### [EXERCISE]
Which instrument manufacturers in the characterization section below are located in the United States, and what city does the section give for each?

++++ TEXT TO READ ++++

2.4. Characterization

The relative crystallinity, bulk phase structure, and cell changes after doping were characterized by X-ray diffraction (Empyrean, Malvern Panalytical, Malvern, UK), using Cu Ka radiation (λ = 1.54 Å). The atomic ratio of Mn to Pb in the Mn:CsPbBr₃ QDs was measured by inductively coupled plasma-optical emission spectroscopy (ICP-OES) (Teledyne Leeman Labs, Prodigy7, Mason, OH, USA). The steady-state PL spectra were recorded by a fluorescence spectrometer (RF-6000, Shimadzu, Kyoto, Japan). An ultraviolet-visible spectrophotometer (UV-2600, Shimadzu, Kyoto, Japan) was used to measure the ultraviolet-visible (UV-Vis) absorption characteristics of quantum dot dispersions. The X-ray photoelectron spectroscopy (XPS) and band structure of quantum dots were measured by X-ray photoelectron spectroscopy (UPS, ESCALAB 250 Xi, Thermo Fisher Scientific, Waltham, MA, USA). Transmission electron microscopy (TEM) images, high-resolution transmission electron microscopy (HRTEM) images, Energy Dispersive Spectroscopy (EDS), and selected area electron diffraction (SAED) images of Mn:CsPbBr₂I Ds were obtained by using 200 kV field emission high-resolution transmission electron microscopy (JEM-F200, JEOL, Tokyo, Japan). Among them, EDS quantitative analysis is based on the Cliff-Lorimer ratio model, which combines element characteristic X-ray intensity ratio with experimentally calibrated k-factor to achieve standardized quantitative calculation of element concentration in thin samples. The cross-sectional view of the photodetector was obtained by field emission scanning electron microscopy (SEM) (Zeiss Ultra Plus, Carl Zeiss, Oberkochen, Germany), and the acceleration voltage is 5000 V. The monochromatic adjustable light source (CME-OPS1000, Zhongke Micro Energy Technology Co., Ltd., Beijing, China) provides monochromatic light of different wavelengths and powers for the detector. The performance of the device was measured by a semiconductor parameter analyzer (4200A-SCS, Keithley, Cleveland, OH, USA). The electrochemical impedance spectroscopy (EIS) of the photodetector was obtained by electrochemical workstation (PP211, Zahner, Kronach, Germany) under AM 1.5 G radiation (irradiance of 100 mW/cm²) with alternating current (10 mHz to 10 MHz) at a bias of 0.7 V.

++++ PROVIDED INFORMATION ++++

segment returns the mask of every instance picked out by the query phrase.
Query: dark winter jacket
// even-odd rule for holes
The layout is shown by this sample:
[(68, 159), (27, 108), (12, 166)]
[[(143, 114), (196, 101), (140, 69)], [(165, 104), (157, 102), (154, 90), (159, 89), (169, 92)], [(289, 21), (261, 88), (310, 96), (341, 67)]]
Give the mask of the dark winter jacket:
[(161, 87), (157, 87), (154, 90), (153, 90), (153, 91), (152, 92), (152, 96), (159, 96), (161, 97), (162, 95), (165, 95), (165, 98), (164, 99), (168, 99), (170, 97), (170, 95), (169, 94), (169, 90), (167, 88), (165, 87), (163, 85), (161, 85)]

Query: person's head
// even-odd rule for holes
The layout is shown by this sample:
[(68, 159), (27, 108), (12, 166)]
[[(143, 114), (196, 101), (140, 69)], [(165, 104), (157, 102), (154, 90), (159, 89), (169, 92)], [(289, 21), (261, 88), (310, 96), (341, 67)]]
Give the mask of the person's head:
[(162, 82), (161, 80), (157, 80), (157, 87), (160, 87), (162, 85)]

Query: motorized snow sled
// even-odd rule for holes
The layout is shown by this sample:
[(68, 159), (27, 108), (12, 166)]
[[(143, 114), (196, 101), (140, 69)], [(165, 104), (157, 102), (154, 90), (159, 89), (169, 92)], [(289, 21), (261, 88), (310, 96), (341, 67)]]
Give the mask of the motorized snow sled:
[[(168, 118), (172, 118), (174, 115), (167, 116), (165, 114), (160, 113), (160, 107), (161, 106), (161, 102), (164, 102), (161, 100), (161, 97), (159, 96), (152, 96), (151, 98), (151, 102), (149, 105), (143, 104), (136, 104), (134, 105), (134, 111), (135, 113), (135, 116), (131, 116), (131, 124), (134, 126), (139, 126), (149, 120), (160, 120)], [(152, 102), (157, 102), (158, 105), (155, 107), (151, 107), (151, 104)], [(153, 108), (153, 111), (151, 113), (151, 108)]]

++++

### [EXERCISE ANSWER]
- Teledyne Leeman Labs: Mason, OH
- Thermo Fisher Scientific: Waltham, MA
- Keithley: Cleveland, OH